Friday, January 13, 2023

AFFIRMATIVE ACTION BAN WON’T CHANGE MUCH IN CALIFORNIA

 

CALIFORNIA FOCUS
FOR RELEASE: FRIDAY, FEBRUARY 3, 2023, OR THEREAFTER

BY THOMAS D. ELIAS
     “AFFIRMATIVE ACTION BAN WON’T CHANGE MUCH IN CALIFORNIA”

 

        From the moment Asian-Americans and other students brought lawsuits against affirmative action admission policies at Harvard University and the University of North Carolina, it was clear that even if they prevailed, not much would change in California.

 

        For this state’s mostly-liberal electorate has been anything but liberal when voting on affirmative action, the practice of favoring some minority groups over whites and Asians in college admissions and contracting, giving them a boost to make up for past discrimination.

 

        Every sign in the U.S. Supreme Court’s hearing on the combined Harvard/North Carolina cases was that the conservative-oriented court would vote at least 6-3 against affirmative action.

 

        California voters were decades ahead of them on this. Already in 1996, voters here disapproved affirmative action, passing Proposition 209 by a 54-46 percent margin. They doubled down on it four years later, when state legislators offered a ballot measure to repeal Prop. 209. This one, known as Prop. 16, lost by 57-43 percent and the issue was supposedly settled here.

 

        But things have never really been settled. No sooner was race removed as a potential factor in admissions to both University of California and California State University campuses than university officials substituted other factors like income and parental education levels as proxies for race and ethnicity. For without doubt lower family economic status and parental education levels puts students at a disadvantage in both earning top high school grades and performing well on standardized tests.

* _EXERCISE DETAILS_: Can you retype the entire column on California's affirmative action ban above, word for word?

[Records for position annotation]
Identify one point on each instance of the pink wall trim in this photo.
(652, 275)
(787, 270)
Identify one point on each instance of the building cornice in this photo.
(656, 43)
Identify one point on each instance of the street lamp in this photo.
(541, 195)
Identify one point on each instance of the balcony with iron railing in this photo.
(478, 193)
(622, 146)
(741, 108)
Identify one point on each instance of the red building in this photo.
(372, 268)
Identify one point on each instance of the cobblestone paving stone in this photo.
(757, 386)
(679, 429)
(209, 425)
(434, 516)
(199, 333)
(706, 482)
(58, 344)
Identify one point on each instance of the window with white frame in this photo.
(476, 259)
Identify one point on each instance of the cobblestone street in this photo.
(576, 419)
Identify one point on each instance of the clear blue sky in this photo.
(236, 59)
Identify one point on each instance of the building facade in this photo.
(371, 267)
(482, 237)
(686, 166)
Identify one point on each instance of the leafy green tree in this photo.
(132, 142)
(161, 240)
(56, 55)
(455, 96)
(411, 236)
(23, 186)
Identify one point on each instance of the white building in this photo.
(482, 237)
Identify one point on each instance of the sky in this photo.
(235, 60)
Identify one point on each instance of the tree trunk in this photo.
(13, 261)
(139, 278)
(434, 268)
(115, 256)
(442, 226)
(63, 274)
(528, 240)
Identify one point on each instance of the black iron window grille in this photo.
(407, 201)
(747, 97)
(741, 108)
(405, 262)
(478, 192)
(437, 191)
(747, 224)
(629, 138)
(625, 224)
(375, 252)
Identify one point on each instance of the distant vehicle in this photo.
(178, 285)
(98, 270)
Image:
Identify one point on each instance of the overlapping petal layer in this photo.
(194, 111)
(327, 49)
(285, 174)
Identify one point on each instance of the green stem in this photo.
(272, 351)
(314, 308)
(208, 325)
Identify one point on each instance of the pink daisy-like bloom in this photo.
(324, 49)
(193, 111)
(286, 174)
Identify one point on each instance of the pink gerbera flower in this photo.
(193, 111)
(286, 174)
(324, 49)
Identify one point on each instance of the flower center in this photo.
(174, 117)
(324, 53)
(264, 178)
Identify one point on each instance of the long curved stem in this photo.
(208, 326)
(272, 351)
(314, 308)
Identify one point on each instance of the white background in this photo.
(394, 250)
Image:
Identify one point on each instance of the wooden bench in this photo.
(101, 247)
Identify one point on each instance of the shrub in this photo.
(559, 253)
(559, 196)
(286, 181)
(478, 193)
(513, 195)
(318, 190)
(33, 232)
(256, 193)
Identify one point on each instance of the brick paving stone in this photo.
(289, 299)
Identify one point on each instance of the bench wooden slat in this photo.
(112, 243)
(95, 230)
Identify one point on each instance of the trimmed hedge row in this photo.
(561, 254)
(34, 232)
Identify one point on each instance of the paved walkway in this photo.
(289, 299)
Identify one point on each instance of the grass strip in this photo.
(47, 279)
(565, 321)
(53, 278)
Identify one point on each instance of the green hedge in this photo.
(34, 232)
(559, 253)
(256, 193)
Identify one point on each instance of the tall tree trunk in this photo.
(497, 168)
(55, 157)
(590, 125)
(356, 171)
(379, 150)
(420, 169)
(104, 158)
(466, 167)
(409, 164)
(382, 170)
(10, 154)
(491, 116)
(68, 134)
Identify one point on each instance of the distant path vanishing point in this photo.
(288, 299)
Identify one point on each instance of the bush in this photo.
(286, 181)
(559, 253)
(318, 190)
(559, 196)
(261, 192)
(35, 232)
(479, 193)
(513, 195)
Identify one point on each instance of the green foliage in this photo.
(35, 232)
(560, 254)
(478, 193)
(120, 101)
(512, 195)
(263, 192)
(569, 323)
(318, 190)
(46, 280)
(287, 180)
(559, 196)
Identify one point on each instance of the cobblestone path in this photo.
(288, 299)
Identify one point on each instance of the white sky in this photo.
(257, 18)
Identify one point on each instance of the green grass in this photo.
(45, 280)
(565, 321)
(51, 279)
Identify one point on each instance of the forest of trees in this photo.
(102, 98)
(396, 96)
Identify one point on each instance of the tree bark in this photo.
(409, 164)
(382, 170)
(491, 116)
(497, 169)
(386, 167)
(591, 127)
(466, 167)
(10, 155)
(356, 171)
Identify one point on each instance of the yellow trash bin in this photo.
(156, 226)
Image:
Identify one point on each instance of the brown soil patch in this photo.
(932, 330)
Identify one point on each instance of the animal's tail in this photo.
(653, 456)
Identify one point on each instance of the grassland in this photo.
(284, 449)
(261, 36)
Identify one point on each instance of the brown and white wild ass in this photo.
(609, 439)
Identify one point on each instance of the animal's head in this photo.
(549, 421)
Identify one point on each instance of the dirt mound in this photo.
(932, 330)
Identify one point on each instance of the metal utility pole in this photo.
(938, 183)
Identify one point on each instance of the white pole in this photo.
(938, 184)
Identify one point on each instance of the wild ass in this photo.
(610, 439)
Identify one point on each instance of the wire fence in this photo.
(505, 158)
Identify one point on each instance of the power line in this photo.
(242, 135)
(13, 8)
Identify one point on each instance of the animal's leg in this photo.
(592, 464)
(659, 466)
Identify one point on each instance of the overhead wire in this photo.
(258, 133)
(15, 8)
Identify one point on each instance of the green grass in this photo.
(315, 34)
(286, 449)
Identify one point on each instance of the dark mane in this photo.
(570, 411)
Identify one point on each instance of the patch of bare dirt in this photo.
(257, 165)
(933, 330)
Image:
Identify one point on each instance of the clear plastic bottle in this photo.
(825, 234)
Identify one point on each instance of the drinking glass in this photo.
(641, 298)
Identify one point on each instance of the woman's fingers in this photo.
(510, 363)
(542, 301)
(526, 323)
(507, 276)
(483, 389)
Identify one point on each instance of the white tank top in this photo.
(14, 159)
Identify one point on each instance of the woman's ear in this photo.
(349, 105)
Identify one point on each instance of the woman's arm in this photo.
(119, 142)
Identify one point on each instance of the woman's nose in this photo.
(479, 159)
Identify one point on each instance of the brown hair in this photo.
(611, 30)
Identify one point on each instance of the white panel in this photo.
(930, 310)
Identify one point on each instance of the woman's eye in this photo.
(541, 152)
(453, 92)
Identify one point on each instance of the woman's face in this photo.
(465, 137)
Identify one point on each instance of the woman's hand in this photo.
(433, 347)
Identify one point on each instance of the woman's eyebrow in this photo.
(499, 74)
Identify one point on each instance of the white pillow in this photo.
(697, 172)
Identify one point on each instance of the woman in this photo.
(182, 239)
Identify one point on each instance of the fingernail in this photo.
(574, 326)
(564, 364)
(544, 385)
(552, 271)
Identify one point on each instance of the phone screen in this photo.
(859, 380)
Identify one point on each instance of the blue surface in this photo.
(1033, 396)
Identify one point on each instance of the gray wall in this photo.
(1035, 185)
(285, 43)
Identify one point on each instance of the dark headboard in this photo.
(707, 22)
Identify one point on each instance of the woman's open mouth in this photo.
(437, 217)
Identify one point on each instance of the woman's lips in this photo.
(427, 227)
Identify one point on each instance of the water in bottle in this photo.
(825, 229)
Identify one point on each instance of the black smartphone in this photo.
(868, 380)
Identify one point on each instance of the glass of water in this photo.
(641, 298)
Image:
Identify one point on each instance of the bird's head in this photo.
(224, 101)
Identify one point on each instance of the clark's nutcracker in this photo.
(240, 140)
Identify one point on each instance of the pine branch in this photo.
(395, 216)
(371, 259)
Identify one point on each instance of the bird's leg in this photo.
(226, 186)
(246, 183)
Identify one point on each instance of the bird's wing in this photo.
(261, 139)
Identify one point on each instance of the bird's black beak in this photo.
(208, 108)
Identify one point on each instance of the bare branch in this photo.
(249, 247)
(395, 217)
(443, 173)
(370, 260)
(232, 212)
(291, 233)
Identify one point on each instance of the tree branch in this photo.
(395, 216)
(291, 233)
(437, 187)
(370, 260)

* _CORRECT RESULT_:
Friday, January 13, 2023

AFFIRMATIVE ACTION BAN WON’T CHANGE MUCH IN CALIFORNIA

 

CALIFORNIA FOCUS
FOR RELEASE: FRIDAY, FEBRUARY 3, 2023, OR THEREAFTER

BY THOMAS D. ELIAS
     “AFFIRMATIVE ACTION BAN WON’T CHANGE MUCH IN CALIFORNIA”

 

        From the moment Asian-Americans and other students brought lawsuits against affirmative action admission policies at Harvard University and the University of North Carolina, it was clear that even if they prevailed, not much would change in California.

 

        For this state’s mostly-liberal electorate has been anything but liberal when voting on affirmative action, the practice of favoring some minority groups over whites and Asians in college admissions and contracting, giving them a boost to make up for past discrimination.

 

        Every sign in the U.S. Supreme Court’s hearing on the combined Harvard/North Carolina cases was that the conservative-oriented court would vote at least 6-3 against affirmative action.

 

        California voters were decades ahead of them on this. Already in 1996, voters here disapproved affirmative action, passing Proposition 209 by a 54-46 percent margin. They doubled down on it four years later, when state legislators offered a ballot measure to repeal Prop. 209. This one, known as Prop. 16, lost by 57-43 percent and the issue was supposedly settled here.

 

        But things have never really been settled. No sooner was race removed as a potential factor in admissions to both University of California and California State University campuses than university officials substituted other factors like income and parental education levels as proxies for race and ethnicity. For without doubt lower family economic status and parental education levels puts students at a disadvantage in both earning top high school grades and performing well on standardized tests.